> Document text
The interesting thing about the global warming myth is how real it feels.  I suppose the solution is to use more fossil fuels to help keep cool.  Fans, arctic air conditioning, lingering languidly at the open freezer door.  I stand here sweating, wondering what the Almighty could possibly find wrong with a country that is now great again.  One that takes children from their mothers yet insists birth control is evil.  One that loudly and punishingly insists guns should be in every home.  One where the elected head of government is involved in over 3,500 lawsuits, yet gets to appoint justices in the Supreme Court.  David got caught, if not in flagrante delicto, at least within a couple months of adultery with Bathsheba.  Instead of paying her off, he had her husband murdered.  But then—and here’s the key difference—he humbled himself and repented.  The sweet Psalmist of Israel might yet have something to teach us yet about weather and the Psalter.  Until the United States becomes the chosen nation again, I think a cold shower will have to do.


What’s the Message?

(Records in a dataset)
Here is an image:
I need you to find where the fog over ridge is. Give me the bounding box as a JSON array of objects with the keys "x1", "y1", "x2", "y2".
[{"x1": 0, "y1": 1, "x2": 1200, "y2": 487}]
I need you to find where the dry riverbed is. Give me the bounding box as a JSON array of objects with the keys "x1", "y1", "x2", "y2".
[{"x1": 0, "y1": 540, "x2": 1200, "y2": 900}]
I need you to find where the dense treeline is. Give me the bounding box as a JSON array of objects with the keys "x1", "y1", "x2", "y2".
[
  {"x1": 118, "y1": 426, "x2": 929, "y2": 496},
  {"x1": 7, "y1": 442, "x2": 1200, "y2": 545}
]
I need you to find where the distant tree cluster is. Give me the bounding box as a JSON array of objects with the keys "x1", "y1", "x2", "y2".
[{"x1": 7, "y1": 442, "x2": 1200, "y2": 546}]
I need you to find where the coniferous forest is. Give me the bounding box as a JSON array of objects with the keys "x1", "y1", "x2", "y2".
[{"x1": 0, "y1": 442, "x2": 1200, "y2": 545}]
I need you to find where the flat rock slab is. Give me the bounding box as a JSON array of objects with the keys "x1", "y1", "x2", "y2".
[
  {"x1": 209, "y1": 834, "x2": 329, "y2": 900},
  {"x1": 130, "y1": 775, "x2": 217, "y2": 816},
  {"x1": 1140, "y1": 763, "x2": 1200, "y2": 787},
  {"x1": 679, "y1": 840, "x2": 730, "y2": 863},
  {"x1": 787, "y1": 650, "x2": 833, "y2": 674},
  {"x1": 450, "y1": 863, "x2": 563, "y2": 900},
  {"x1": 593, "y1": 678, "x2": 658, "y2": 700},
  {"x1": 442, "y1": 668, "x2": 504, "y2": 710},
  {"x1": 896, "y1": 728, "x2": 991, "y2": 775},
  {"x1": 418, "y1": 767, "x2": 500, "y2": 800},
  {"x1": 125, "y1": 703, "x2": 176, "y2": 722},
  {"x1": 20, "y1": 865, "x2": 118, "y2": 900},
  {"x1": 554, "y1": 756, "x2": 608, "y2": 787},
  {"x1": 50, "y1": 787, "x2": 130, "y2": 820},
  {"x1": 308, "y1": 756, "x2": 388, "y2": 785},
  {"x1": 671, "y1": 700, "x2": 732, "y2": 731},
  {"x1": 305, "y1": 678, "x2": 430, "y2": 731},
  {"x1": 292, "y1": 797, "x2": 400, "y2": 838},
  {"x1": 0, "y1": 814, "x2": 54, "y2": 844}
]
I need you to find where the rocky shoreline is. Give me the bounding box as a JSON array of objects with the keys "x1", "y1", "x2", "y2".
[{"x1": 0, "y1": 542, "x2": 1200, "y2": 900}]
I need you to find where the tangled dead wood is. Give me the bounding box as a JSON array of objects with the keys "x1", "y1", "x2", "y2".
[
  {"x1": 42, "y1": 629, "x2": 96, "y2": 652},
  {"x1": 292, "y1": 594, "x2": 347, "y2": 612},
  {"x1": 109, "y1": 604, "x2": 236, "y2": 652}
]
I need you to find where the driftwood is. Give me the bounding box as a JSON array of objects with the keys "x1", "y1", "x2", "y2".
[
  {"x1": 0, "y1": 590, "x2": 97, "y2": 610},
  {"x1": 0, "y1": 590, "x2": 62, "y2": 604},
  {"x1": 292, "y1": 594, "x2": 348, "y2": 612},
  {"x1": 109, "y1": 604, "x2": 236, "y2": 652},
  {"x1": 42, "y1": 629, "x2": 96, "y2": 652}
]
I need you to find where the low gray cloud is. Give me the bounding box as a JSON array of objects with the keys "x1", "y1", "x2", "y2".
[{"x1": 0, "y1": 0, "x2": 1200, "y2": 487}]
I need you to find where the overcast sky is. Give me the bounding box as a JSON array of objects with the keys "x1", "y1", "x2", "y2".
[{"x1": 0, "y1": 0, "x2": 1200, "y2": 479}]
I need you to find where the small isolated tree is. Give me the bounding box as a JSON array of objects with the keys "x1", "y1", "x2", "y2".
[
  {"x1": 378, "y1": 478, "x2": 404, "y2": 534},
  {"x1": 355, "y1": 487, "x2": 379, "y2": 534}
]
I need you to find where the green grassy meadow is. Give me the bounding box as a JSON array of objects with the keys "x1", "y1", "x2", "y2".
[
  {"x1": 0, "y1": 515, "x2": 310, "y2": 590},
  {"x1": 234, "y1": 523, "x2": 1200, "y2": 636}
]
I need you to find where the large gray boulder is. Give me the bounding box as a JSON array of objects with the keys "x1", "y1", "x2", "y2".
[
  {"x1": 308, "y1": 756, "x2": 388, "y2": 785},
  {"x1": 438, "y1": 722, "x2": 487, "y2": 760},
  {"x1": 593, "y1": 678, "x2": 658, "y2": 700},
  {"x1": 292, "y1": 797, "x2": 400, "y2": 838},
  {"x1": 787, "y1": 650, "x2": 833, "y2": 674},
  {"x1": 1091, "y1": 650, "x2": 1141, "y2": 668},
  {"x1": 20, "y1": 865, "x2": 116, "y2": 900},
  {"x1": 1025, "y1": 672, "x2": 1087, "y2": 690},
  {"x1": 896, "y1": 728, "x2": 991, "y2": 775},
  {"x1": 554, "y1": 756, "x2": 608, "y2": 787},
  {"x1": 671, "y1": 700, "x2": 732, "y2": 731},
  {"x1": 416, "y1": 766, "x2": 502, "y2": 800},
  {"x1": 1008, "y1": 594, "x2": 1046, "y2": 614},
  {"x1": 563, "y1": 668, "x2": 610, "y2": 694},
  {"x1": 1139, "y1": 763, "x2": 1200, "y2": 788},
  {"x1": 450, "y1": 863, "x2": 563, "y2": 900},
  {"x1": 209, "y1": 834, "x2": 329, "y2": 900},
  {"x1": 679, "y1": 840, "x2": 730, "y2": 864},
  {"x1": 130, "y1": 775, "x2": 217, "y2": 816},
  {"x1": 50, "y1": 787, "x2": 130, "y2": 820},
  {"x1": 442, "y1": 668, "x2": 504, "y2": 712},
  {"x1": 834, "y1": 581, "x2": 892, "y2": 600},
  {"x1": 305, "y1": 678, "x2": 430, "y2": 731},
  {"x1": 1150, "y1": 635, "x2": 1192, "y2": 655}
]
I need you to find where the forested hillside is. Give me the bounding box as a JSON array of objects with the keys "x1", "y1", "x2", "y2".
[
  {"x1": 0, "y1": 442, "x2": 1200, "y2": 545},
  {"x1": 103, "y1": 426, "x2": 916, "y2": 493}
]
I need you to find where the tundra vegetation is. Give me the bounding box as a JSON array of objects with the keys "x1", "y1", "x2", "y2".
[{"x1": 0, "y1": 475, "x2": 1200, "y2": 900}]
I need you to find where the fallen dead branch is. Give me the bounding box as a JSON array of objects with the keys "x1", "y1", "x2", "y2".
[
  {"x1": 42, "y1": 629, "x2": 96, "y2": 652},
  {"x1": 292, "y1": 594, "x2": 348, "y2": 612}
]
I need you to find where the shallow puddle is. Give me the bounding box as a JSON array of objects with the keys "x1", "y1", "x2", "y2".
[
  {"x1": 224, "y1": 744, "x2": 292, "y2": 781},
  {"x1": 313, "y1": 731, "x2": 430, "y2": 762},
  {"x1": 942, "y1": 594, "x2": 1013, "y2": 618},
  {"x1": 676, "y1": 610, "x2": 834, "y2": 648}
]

> Work task 1
Using the essay on summer heat and King David, decide whether each statement agrees with it: (a) David had Bathsheba's husband killed rather than paying her off; (b) the writer proposes burning fewer fossil fuels to stay cool; (c) the writer settles on a hot bath until the United States is chosen again. Answer yes or no for each, quoting the deciding words.
> Work task 2
Extend the essay on summer heat and King David, writing on from its last line, "What’s the Message?"

> Response area 1
(a) Yes: "Instead of paying her off, he had her husband murdered."
(b) No: "I suppose the solution is to use more fossil fuels to help keep cool."
(c) No: "Until the United States becomes the chosen nation again, I think a cold shower will have to do."

> Response area 2
I said I’d come back to Bono. A story in the New Boston Post heralds a new documentary on Bono and Eugene Peterson. Both are famous in their own way, but no doubt Bono has the bigger name. Peterson, a pastor, is noted for his book The Message, a contemporary translation of the Bible. The documentary, “Bono and Eugene Peterson: The Psalms,” focuses on the book that brought rock star and scholar together, according to the story. The Psalms have a way of surprising people. In a day when the Bible is treated with considerable suspicion (how Bible scholars must feel, learning now that they are really rouges!) it’s sometimes easy to forget just how readable many of the Psalms are. The collection is, of course, uneven. Some are wonderful. Others are frightening and express immoral, if very human, sentiments. It is difficult to treat the Psalms as a whole.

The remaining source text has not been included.